(Entries on locating named things)
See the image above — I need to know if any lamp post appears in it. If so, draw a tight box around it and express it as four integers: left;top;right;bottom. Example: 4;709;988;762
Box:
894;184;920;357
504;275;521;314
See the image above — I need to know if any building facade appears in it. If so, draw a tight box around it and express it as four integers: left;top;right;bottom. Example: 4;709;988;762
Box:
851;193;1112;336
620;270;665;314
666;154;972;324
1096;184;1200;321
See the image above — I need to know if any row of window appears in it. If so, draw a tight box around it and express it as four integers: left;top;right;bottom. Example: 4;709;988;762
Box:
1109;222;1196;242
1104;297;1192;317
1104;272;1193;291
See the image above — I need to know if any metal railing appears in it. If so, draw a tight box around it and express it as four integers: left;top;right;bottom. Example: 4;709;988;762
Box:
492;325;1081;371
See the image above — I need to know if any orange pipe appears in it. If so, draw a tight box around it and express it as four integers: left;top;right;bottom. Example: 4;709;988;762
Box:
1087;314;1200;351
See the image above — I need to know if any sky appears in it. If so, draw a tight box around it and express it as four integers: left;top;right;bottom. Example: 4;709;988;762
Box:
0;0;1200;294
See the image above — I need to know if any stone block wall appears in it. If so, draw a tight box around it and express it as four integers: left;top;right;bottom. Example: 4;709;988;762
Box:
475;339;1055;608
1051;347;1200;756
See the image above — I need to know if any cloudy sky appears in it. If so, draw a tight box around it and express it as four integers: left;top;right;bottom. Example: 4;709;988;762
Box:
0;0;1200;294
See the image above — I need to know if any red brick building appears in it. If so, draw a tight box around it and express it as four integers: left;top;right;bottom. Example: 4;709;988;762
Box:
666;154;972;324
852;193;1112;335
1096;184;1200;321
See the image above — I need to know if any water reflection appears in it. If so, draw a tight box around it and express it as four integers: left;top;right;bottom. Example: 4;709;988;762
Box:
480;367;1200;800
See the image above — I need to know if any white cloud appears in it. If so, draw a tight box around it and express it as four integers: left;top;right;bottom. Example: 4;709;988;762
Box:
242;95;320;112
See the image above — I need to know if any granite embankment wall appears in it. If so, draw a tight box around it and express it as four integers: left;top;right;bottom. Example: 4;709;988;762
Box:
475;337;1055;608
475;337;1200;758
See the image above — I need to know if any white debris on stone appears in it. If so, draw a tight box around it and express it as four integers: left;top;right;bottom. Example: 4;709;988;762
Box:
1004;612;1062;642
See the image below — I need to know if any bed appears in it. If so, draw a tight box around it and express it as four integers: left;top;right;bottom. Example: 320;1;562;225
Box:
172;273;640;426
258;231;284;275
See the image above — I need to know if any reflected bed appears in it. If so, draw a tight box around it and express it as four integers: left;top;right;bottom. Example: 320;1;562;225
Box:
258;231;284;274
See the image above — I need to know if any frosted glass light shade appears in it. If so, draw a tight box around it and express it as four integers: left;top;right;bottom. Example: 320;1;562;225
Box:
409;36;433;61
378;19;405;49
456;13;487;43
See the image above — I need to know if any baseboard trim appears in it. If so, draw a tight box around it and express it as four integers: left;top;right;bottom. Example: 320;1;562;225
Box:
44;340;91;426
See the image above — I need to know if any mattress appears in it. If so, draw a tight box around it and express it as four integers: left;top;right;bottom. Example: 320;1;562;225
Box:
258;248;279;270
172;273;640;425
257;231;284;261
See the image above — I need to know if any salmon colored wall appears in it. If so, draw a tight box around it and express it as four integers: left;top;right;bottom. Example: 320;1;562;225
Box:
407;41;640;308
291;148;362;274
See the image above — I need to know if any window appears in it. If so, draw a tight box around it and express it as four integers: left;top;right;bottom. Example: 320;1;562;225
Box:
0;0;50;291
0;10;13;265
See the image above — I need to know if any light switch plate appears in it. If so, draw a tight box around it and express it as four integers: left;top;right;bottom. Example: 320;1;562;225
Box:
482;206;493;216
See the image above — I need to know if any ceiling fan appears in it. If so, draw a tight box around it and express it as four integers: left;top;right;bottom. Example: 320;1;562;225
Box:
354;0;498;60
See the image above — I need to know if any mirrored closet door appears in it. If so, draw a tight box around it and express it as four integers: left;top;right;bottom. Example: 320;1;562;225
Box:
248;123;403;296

> _Goal_: Rewrite all the entries above, swapping "four integers" for "four whole numbers" wherever it occurs and leaving everything else unchanged.

> _Solution_:
See the image above — I need to know if any lamp post appears in it. If so, draw a tight box around it and express it as four whole numbers: left;top;right;bottom. Example: 4;709;988;762
Box:
894;184;920;357
504;275;521;314
See the image above — I need to know if any building facade appears in it. If so, draw a tight box around it and express it as four whole numbers: left;top;right;bottom. Example: 4;709;988;762
Box:
851;193;1112;336
620;270;665;314
666;154;972;324
1096;184;1200;321
See the image above — I need to know if any row of window appears in it. If so, draw a tight box around it and express it as four whole numbers: left;top;right;bottom. Example: 4;709;988;762
Box:
1109;222;1196;242
1104;297;1192;317
1104;272;1193;291
See the image above — I need to know if any metal railing appears in it. If so, draw a tight box around it and express it as four whole numbers: left;top;right;bottom. Example: 4;709;988;762
Box:
492;325;1081;371
See the image above — I need to know if any orange pipe appears in it. If so, draw a tight box around it and express it as four whole numbers: left;top;right;bottom. Example: 4;709;988;762
Box:
1087;314;1200;351
See the image above — I need to know if any sky appears in it. If so, draw a tight box around it and express it as four whole numbers: left;top;right;bottom. Example: 4;709;988;762
Box:
0;0;1200;294
See the image above — I need to know if any stone block wall appears in it. If so, draw a tight box around it and express it as four whole numbers: left;top;right;bottom. Example: 4;709;988;762
Box:
475;339;1055;608
1051;347;1200;756
See the image above — I need to know if any cloudy sky appears in it. If so, draw a tight box around it and express it as four whole numbers: left;top;right;bottom. Example: 4;709;988;762
Box:
0;0;1200;294
See the image above — I need to know if any red brick building appears in it. If so, draw a tight box around it and express it as four whole numbers: left;top;right;bottom. Example: 4;709;988;762
Box:
666;154;972;324
852;193;1112;335
1096;184;1200;321
See the image above — I need to know if any water reflection appears in it. If so, draw a tight box around it and express it as four whole numbers: left;top;right;bottom. Example: 4;709;988;762
Box:
480;367;1200;800
See the image above — I need to know if any white cloud appears in it. If so, draw a tight box around it and express it as four whole numbers: left;top;right;bottom. Example: 4;709;988;762
Box:
242;95;320;112
See the image above — I need to know if any granite embankment wall appears in it. If so, draw a tight box around it and express it as four whole numbers: left;top;right;bottom. Example: 4;709;988;762
Box:
475;337;1055;608
475;337;1200;758
See the image above — I need to know if any white debris on stone appears in it. If so, draw a tight box around it and express it as four whole numbers: left;top;right;bottom. Example: 4;709;988;762
Box:
1004;612;1062;642
See the image below — I need to know if any bed appears in it. If so, draw a tight box around it and express it as four whole numbers: left;top;right;bottom. Example: 320;1;562;225
Box:
172;273;640;426
258;231;284;275
See the image above — I need to know if any reflected bed appears in it. If so, draw a tight box around it and express it as four whole numbers: left;top;right;bottom. Example: 320;1;562;225
Box:
258;231;284;274
See the image above — I need to know if any frosted glass light shade appears in it. If so, draw a tight box around it and express it as four whole numbers: left;top;right;bottom. Example: 320;1;562;225
Box:
409;36;433;61
378;19;405;49
456;13;487;43
See the image above — I need to know if any baseboard trim appears in it. If so, draw a tight box around it and express it as four whole numbers: left;top;right;bottom. Example: 320;1;562;225
Box:
44;340;91;426
See the image above — I need to know if any mattress appears in it. If so, draw a tight box around it and express it as four whole numbers: left;top;right;bottom. Example: 320;1;562;225
Box:
258;248;279;270
172;273;640;425
257;231;284;261
See the image above — I need to know if any salmon colored wall appears in it. If so, draw a tight box around it and express it as four whole numbers: left;top;right;bottom. Example: 320;1;562;225
Box:
407;41;640;308
291;148;362;274
See the image above — I need to know if any window appears in it. If so, draw a tight box around it and express it as four whole numbers: left;top;right;bottom. Example: 320;1;562;225
Box:
0;0;50;291
0;10;13;265
See the image above — I need to know if any light switch plate appears in it. If so, draw a tight box around it and express it as four whole numbers: left;top;right;bottom. Example: 320;1;562;225
Box:
482;206;493;216
See the image above — I need to know if any ceiling fan appears in it. If so, draw a tight box around it and express it as four whole numbers: left;top;right;bottom. Example: 320;1;562;225
Box:
354;0;498;60
See the image above — I need to know if any mirrored closet door appears in it. If so, draw a tight box around it and express it as four whole numbers: left;top;right;bottom. Example: 320;1;562;225
Box:
248;123;403;296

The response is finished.